[Begin Provided data]
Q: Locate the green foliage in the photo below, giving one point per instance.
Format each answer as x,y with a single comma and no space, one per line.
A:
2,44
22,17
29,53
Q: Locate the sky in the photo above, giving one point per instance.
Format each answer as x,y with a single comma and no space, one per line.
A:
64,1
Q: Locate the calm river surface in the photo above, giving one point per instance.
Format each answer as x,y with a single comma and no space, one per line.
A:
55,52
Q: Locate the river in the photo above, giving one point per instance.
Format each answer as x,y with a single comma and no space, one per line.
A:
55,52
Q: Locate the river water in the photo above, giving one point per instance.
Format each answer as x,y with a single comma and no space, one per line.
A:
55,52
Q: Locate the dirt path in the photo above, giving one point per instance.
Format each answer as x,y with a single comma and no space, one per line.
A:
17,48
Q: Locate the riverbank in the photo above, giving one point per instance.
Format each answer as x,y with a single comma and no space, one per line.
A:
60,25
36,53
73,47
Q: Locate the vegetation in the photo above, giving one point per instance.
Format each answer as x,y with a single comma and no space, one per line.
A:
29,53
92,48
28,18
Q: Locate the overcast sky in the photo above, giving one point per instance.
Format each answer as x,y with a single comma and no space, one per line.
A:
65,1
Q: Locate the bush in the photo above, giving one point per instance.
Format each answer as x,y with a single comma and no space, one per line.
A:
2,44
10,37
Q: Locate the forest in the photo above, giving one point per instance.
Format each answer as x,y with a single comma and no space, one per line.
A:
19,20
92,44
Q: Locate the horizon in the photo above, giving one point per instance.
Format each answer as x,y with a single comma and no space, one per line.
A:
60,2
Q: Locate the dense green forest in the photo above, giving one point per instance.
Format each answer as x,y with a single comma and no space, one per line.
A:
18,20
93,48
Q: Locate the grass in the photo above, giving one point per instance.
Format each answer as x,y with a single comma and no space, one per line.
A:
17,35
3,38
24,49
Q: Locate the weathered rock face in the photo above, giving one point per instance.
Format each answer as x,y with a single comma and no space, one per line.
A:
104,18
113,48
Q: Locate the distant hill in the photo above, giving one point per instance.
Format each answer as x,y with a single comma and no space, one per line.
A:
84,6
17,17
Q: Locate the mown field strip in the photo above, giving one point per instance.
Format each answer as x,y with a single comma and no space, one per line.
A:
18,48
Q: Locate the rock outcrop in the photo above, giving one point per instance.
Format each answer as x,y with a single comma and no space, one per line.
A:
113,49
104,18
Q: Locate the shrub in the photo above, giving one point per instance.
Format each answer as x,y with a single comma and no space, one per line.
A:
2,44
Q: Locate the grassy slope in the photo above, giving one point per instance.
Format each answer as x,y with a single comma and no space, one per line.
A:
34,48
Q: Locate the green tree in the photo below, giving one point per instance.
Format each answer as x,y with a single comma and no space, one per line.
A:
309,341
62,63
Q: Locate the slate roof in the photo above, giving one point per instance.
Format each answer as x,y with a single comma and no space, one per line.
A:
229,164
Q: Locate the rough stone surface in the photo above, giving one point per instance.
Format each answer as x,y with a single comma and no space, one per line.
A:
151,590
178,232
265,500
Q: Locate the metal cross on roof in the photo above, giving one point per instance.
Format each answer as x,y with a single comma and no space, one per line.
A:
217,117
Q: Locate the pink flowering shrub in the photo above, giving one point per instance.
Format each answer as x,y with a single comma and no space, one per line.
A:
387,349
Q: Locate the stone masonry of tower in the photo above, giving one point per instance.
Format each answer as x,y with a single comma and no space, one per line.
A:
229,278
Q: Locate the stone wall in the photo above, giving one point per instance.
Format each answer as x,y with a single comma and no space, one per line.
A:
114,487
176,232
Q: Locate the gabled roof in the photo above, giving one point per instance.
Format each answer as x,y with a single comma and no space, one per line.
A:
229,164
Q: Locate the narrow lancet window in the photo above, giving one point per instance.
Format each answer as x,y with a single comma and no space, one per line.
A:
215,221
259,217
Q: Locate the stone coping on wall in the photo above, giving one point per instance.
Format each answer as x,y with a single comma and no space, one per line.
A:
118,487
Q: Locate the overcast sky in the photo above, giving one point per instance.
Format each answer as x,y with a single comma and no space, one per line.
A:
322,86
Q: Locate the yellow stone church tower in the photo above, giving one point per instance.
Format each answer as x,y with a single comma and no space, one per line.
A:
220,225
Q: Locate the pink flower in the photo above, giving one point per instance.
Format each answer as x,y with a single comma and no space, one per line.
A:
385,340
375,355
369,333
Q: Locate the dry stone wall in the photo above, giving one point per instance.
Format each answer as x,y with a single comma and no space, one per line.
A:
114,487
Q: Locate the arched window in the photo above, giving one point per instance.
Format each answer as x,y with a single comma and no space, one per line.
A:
[End Provided data]
- [Work required]: Copy out all of the rows above line by line, without altering a single character.

- [Written solution]:
Q: Locate the green foliage in the photo below, giving one point per instance.
Format each answer as x,y with a single comma and no space, one per line.
A:
2,44
22,17
29,53
Q: Locate the sky in the photo above, giving one point per instance.
Format each answer as x,y with a single comma and no space, one per line.
A:
64,1
Q: Locate the calm river surface in the photo above, giving one point per instance.
Format each answer as x,y with a single comma and no space, one per line.
A:
55,52
Q: Locate the river in the photo above, giving one point per instance.
Format each answer as x,y with a single comma and no space, one per line.
A:
55,52
Q: Locate the river water in the photo above, giving one point per instance.
Format each answer as x,y with a single comma and no space, one per line.
A:
55,52
Q: Locate the dirt path in the photo above, giving one point per instance.
Format each answer as x,y with a single comma and no space, one per line.
A:
17,48
Q: Locate the riverbank in the photo above, giving one point per instance.
Format each answer as x,y with a single comma and no space, one per line.
A:
60,25
36,53
73,47
Q: Locate the vegetation in the photo above, giving one point per instance.
Format each answer as x,y with a single comma and no space, one per line.
A:
29,53
92,48
28,18
Q: Locate the overcast sky in the photo above, giving one point per instance.
Format each answer as x,y with a single comma and no space, one per line.
A:
65,1
Q: Locate the bush in the photo above, giving one point per instance.
Format each answer as x,y with a single comma and no space, one per line.
A:
2,44
10,37
Q: Locate the forest in the photo above, giving one point per instance.
Format each answer as x,y with a single comma and no space, one per line.
A:
19,20
92,44
Q: Locate the horizon in the photo above, giving one point per instance.
Format each answer as x,y with a single comma and no space, one per line.
A:
60,2
Q: Locate the dense green forest in the photo above, giving one point per instance.
Format each answer as x,y with a single comma and no space, one per line.
A:
18,20
93,48
Q: Locate the grass in the photo above, giving one point per instance.
Format each answer as x,y with a single comma and no space, one per line.
A:
17,35
3,38
24,49
Q: Locate the weathered rock face in the photo above, giving one point per instance.
Format each answer as x,y with a single comma and no space, one per line.
A:
104,18
113,48
Q: Locate the distant hill in the photo above, giving one point per instance.
Format each answer as x,y with a single comma and no space, one per line.
A:
84,6
17,17
Q: Locate the mown field strip in the photo above, giving one point per instance.
Format each answer as x,y with a single comma and no space, one per line.
A:
18,48
Q: Locate the rock outcrop in the photo above, giving one point per instance.
Format each answer as x,y with a single comma and no space, one per line.
A:
113,49
104,18
Q: Locate the shrub in the photo above, giving one point per instance.
Format each answer as x,y with a single comma and no space, one per line.
A:
2,44
Q: Locate the grassy slope in the photo above, giving one point per instance.
Format each answer as x,y with a single comma and no space, one per line.
A:
34,48
Q: Locate the green tree in the photo below, giving one point per instance.
Format each answer as x,y with a single comma and no space, one per line.
A:
309,341
62,63
Q: Locate the slate roof in the photo above, giving one point per instance.
Format each answer as x,y with a single comma and no space, one per line.
A:
229,164
Q: Locate the rough stone surface in the photo above, giving one point per instance.
Format each answer as x,y with a single comma and no space, one per line.
A:
151,590
178,232
265,500
Q: Locate the metal cross on roof in the photo above, giving one point per instance.
Format each answer as x,y with a single comma and no space, one per line.
A:
217,117
Q: Locate the pink flowering shrub in the photo above, giving one point per instance.
Format each answer as x,y with a single comma and no space, one per line.
A:
387,349
Q: Locate the stone masonry of tower in the photo above, giving one point per instance.
Format each answer as x,y with a single comma and no space, one per line.
A:
229,278
Q: Locate the stone wall in the photo above, giving one point per instance.
Format each answer as x,y with a single comma and no space, one per line.
A:
114,487
176,232
Q: Locate the gabled roof in the photo above, giving one point per instance.
Format each answer as x,y with a single comma and no space, one per line.
A:
229,164
Q: Locate the narrow lancet window in the photo above, giving one point per instance.
Format each answer as x,y with a single comma and no space, one per line.
A:
215,221
259,217
Q: Locate the stone coping on wall in the photo above, giving one point per instance.
Format each answer as x,y with a single comma and no space, one per line.
A:
118,487
Q: Locate the overcast sky in the photo above, giving one point per instance.
Format each answer as x,y with a single comma and no space, one per line.
A:
322,86
Q: Locate the yellow stone church tower in the photo above, giving one point per instance.
Format each answer as x,y with a single comma and no space, one per line.
A:
220,225
Q: Locate the pink flower in the photo above, giving one point per instance.
Format each answer as x,y with a single comma and no space, one per line.
A:
385,340
375,355
369,333
Q: Locate the dry stone wall in the photo above, giving one point per instance.
Format each answer as x,y with a single comma and no space, one per line.
A:
114,487
Q: Locate the arched window in the photo above, giving one point per instance.
Format each answer as x,y with a single comma and no space, one per line.
A:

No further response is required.